#### EXCERPT

= Beginning of Section =

Todd Plummer wrote for Condé Nast Traveler about having to give up his exit-row seat.
The agent said it was double booked, and another passenger was traveling with a woman sat across the aisle.
Plummer ended up moved two rows back, but said it was “irritating, and downright humiliating.”
A Turkish Airlines passenger said he felt humiliated after giving up his exit-row seat so a couple could sit next to each other.
Writing for Condé Nast Traveler, Todd Plummer said he was “delighted” to be assigned the seat with extra legroom, especially given he’s 6 feet 2 inches tall.
“It wasn’t business class, but hey, in this economy I’m happy to take what I can get,” he wrote.
Plus, it was a long-haul, seven-hour flight between Istanbul and Mount Kilimanjaro.
But after taking his seat and boarding appeared to be finished, Plummer saw a gate agent “storming up the aisle towards me, followed by a young man and woman.”
The agent asked to see his boarding pass, in what Plummer said was an “accusatory tone.” It turned out that the seat had been double-booked.
Plummer said he was asked to move two rows back, because the other man was traveling “in a couple” and his companion’s seat was just across the aisle.
“But 9D isn’t an exit row, and I’m quite fine where I am, thank you,” he replied, per CN Traveler.
Plummer wrote that the gate agent explained how the plane was very full, and an awkward staring contest took place before Plummer caved and moved seats.
“Something about publicly singling me out as a solo traveler who should move to an inferior seat was disappointing, irritating, and downright humiliating,” he wrote.
Turkish Airlines did not immediately respond to Business Insider’s request for comment.
Plummer’s story is not unusual. Several TikToks have gone viral this year as passengers explained why they refused to change seats so families could sit next to each other, sparking debates about flight etiquette.
“Good for you! If they wanted their kid next to them they should’ve booked adjacent seats,” one top comment read, BI reported.

= End of Section =

#### INFORMATION SUPPLIED
= Beginning of Section =

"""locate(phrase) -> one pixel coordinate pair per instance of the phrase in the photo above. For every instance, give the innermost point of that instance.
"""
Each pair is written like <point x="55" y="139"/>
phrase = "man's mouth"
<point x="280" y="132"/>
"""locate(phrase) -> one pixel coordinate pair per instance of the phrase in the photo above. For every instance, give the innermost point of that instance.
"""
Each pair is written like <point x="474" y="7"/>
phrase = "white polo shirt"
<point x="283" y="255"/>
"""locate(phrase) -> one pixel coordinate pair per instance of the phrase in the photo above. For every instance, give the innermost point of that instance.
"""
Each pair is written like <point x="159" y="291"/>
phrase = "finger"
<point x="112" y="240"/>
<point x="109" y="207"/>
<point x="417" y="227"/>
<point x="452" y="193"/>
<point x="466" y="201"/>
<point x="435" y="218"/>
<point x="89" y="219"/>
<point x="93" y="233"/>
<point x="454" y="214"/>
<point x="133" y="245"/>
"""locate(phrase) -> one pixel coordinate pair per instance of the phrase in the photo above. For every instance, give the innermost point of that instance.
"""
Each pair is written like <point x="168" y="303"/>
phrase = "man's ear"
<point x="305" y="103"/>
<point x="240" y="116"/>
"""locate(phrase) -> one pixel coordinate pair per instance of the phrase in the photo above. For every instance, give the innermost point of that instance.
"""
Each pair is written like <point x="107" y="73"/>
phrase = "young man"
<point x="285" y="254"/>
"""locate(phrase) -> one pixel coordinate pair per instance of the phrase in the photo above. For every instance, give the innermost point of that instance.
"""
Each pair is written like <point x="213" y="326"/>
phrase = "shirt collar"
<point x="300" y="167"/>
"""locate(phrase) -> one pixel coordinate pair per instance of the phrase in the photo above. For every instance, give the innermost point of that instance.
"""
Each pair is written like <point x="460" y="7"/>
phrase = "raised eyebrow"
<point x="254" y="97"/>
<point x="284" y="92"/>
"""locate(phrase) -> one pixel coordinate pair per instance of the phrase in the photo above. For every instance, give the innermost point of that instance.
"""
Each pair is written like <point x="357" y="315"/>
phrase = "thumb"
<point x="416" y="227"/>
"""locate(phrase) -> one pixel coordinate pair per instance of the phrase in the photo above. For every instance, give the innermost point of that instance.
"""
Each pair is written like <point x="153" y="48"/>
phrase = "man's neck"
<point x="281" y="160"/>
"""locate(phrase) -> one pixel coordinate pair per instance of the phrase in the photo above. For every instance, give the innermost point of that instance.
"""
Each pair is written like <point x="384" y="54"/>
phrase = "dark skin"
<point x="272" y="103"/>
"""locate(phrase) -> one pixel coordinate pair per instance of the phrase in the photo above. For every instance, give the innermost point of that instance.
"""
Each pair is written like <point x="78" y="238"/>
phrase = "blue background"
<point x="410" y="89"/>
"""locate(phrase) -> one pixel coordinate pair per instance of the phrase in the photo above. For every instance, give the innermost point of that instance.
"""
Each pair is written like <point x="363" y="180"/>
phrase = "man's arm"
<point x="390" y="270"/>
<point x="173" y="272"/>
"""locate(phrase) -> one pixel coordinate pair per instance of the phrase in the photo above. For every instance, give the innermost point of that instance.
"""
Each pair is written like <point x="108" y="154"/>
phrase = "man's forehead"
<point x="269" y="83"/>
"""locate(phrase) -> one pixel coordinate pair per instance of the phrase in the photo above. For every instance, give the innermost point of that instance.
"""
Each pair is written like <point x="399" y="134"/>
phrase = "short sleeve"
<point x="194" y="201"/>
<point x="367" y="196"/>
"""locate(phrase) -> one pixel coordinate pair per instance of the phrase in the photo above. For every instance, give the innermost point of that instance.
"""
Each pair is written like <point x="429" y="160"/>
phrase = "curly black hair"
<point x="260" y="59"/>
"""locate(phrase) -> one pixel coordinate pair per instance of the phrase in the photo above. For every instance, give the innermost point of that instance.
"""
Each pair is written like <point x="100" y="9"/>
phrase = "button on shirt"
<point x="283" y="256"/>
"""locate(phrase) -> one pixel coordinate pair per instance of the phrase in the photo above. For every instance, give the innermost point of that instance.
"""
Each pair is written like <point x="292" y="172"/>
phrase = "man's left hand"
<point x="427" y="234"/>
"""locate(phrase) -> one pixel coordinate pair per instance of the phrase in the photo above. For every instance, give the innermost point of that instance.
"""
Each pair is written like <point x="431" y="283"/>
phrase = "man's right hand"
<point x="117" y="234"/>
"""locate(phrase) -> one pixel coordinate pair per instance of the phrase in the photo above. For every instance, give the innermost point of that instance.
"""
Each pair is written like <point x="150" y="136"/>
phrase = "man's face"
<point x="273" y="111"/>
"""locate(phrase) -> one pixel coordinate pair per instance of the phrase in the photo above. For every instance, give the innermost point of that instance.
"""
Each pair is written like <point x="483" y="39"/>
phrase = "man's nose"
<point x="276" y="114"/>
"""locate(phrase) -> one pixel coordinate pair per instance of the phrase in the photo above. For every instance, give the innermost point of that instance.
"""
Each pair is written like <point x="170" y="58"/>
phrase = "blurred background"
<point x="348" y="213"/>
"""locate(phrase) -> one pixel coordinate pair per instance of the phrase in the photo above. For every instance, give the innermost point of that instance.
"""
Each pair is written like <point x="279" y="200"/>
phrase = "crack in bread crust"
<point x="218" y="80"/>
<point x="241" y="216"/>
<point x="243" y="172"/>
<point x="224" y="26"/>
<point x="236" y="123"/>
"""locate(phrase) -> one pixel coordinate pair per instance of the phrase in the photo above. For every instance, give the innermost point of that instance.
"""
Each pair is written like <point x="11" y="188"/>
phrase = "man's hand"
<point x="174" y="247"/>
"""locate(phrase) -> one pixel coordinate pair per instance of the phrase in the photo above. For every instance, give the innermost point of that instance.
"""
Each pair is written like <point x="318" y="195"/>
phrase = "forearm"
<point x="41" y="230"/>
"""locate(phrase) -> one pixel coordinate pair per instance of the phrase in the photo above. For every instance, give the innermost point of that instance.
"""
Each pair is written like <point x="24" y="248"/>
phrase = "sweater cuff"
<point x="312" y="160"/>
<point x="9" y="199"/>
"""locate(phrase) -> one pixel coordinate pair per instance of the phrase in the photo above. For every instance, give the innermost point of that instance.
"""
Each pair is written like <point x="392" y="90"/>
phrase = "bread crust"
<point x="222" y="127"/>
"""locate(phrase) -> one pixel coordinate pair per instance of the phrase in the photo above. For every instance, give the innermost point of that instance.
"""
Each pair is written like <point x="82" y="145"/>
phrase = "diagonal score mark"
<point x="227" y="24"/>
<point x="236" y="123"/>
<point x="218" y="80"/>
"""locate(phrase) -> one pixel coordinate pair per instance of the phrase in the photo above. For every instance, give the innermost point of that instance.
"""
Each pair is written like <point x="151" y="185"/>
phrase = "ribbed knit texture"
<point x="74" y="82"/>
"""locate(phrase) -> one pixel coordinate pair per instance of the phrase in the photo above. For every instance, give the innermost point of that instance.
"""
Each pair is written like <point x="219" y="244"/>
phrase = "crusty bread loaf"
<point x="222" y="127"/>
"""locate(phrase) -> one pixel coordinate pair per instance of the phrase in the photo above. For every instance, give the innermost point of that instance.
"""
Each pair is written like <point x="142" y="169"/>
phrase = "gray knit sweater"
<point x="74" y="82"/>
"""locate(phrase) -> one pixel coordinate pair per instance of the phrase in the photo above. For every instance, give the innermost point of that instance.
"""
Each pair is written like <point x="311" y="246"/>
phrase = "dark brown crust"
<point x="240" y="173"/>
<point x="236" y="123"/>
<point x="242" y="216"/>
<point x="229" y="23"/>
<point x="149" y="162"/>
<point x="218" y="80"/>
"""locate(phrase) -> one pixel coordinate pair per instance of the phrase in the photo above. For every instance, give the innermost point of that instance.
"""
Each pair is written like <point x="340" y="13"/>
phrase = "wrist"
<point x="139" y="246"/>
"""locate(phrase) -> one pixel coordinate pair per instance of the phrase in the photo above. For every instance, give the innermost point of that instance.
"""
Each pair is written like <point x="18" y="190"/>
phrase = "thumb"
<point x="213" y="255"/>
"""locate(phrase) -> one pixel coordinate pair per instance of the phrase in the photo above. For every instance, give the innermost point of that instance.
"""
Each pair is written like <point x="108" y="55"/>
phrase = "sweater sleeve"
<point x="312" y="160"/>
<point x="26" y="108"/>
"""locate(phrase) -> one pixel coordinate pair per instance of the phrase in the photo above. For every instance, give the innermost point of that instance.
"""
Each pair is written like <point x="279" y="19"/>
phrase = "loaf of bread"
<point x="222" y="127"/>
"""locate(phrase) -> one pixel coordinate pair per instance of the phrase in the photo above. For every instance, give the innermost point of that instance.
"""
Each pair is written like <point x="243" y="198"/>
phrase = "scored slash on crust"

= End of Section =

#### PROBLEMS TO SOLVE
**A.** Write out the stretch of the exit-row seat article from "Plummer wrote that" through "request for comment.".
**B.** Answer these questions from the exit-row seat article.
(i) How tall is Plummer?
(ii) How long was the flight?
(iii) Which outlet asked Turkish Airlines for comment?
Draw only on the article about the exit-row seat.

#### SOLVED PROBLEMS
**A.**
Plummer wrote that the gate agent explained how the plane was very full, and an awkward staring contest took place before Plummer caved and moved seats.
“Something about publicly singling me out as a solo traveler who should move to an inferior seat was disappointing, irritating, and downright humiliating,” he wrote.
Turkish Airlines did not immediately respond to Business Insider’s request for comment.

**B.**
(i) 6 feet 2 inches
(ii) Seven hours
(iii) Business Insider